— START Stored data —

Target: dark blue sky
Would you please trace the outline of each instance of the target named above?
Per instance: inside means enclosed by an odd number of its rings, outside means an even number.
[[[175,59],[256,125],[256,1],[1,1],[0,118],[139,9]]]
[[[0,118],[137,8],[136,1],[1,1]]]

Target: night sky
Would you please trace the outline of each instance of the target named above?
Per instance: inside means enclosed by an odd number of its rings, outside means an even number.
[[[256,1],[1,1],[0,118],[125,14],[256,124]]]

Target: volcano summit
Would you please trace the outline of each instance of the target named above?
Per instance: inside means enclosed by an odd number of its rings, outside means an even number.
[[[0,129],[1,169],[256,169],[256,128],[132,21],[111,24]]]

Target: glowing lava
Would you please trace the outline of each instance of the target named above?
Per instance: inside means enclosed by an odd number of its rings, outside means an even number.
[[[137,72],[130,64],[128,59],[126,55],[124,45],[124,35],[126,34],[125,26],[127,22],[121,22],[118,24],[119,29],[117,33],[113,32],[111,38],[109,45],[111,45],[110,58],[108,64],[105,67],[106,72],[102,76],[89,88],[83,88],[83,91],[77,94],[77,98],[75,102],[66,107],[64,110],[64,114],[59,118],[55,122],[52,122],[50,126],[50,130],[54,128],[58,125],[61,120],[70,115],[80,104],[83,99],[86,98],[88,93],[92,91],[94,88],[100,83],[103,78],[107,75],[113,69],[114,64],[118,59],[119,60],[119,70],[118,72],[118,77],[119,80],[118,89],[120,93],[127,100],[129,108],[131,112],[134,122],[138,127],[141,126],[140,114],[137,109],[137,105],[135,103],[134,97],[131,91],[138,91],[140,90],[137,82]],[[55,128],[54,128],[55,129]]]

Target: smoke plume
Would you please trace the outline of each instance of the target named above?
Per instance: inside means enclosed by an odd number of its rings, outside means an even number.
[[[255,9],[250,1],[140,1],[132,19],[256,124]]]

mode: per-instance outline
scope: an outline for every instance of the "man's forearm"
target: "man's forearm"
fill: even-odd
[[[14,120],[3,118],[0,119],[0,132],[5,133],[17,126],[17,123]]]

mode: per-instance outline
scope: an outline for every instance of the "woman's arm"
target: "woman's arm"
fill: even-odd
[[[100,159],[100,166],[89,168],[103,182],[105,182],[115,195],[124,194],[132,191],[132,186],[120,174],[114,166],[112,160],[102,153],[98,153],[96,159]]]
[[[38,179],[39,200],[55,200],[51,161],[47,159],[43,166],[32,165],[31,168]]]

— END Stored data —
— START Stored data —

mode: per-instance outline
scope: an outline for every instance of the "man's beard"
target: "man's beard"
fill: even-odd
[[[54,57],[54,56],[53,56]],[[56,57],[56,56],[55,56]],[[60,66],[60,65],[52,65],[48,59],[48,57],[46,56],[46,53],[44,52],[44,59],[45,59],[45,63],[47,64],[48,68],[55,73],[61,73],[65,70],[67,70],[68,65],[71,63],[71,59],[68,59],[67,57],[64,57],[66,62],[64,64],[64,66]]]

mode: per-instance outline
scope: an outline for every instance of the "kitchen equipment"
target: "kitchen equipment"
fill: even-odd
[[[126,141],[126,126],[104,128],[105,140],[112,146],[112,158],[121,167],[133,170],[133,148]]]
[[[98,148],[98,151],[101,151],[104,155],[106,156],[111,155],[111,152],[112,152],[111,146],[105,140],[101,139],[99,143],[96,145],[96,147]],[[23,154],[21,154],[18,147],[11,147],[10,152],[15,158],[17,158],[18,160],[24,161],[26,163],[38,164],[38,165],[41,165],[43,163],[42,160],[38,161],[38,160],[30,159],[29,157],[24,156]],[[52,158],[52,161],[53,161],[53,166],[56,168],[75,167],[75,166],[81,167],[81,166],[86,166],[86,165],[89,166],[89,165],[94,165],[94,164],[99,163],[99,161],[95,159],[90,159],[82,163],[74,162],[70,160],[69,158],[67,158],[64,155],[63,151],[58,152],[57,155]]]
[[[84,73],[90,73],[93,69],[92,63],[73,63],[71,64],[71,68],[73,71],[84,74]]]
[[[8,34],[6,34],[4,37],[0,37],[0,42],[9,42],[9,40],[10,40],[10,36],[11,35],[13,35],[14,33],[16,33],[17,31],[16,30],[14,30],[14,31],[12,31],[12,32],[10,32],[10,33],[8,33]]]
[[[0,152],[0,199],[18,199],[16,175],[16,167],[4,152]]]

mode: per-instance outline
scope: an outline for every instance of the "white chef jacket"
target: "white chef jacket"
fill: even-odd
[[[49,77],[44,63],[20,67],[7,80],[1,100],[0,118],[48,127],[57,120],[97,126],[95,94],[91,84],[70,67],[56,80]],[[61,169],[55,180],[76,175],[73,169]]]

— END Stored data —
— START Stored data —

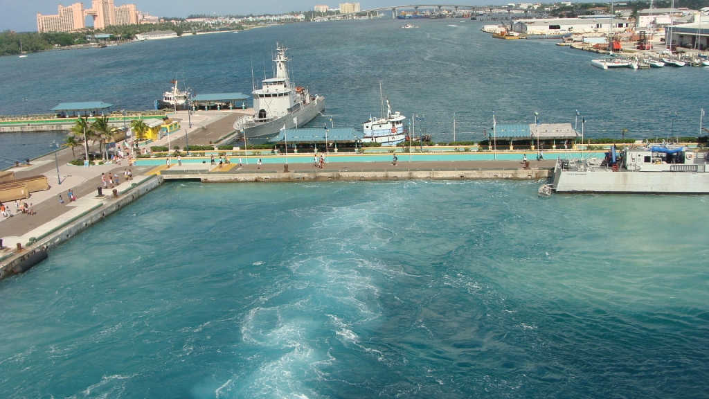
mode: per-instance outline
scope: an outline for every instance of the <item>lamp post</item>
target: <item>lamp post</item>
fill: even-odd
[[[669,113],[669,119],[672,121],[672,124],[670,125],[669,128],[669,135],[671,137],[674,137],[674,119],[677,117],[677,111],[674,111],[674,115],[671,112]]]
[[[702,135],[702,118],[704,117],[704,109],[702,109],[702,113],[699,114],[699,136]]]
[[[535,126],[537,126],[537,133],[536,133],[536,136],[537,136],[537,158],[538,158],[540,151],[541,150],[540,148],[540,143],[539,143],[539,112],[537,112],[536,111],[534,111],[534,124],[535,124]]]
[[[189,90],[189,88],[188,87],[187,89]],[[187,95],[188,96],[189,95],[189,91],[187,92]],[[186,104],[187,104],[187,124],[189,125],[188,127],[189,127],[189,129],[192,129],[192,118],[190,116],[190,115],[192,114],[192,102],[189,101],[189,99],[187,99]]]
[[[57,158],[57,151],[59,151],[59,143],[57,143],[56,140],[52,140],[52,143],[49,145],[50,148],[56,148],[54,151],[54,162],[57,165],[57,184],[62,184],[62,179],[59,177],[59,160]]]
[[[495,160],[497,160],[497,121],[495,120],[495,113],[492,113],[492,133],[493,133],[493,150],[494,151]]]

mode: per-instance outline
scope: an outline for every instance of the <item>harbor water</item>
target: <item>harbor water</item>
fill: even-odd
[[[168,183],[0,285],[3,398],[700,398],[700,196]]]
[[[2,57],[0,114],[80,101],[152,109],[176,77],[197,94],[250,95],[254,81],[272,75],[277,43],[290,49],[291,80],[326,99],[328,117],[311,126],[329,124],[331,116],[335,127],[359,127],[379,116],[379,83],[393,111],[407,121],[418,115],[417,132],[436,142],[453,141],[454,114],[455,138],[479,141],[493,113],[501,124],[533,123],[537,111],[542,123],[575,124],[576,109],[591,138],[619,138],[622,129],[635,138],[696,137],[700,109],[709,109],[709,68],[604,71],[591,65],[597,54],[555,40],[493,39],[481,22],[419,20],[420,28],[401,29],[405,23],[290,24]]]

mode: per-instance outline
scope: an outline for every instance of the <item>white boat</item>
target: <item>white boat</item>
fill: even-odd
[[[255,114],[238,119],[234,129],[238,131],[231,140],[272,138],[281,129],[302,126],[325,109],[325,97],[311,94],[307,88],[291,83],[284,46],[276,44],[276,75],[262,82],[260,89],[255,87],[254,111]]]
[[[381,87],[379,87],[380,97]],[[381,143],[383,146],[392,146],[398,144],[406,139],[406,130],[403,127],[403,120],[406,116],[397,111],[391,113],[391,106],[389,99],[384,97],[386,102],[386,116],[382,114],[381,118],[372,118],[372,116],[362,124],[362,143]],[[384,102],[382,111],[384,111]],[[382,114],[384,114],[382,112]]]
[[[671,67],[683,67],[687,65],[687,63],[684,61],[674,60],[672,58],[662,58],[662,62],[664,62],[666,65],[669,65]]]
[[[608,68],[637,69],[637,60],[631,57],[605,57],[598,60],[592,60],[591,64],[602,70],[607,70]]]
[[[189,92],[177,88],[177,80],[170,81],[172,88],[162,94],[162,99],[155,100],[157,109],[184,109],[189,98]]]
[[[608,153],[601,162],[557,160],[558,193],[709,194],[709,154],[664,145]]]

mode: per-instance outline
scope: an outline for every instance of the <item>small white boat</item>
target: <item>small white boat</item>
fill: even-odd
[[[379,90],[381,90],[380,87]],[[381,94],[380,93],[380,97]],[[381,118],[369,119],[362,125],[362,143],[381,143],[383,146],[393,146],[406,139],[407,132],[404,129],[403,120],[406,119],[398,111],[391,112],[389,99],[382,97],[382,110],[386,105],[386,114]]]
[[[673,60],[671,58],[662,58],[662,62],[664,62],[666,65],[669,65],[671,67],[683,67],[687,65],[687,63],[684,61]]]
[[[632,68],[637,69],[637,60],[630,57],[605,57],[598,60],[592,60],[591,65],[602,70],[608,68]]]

— END Stored data —

= Problem requirements =
Find each line in the material that contains the word "post", and copy those lines out.

= Exercise output =
scope: an outline for every instance of the <item>lamp post</item>
target: <item>lamp post</item>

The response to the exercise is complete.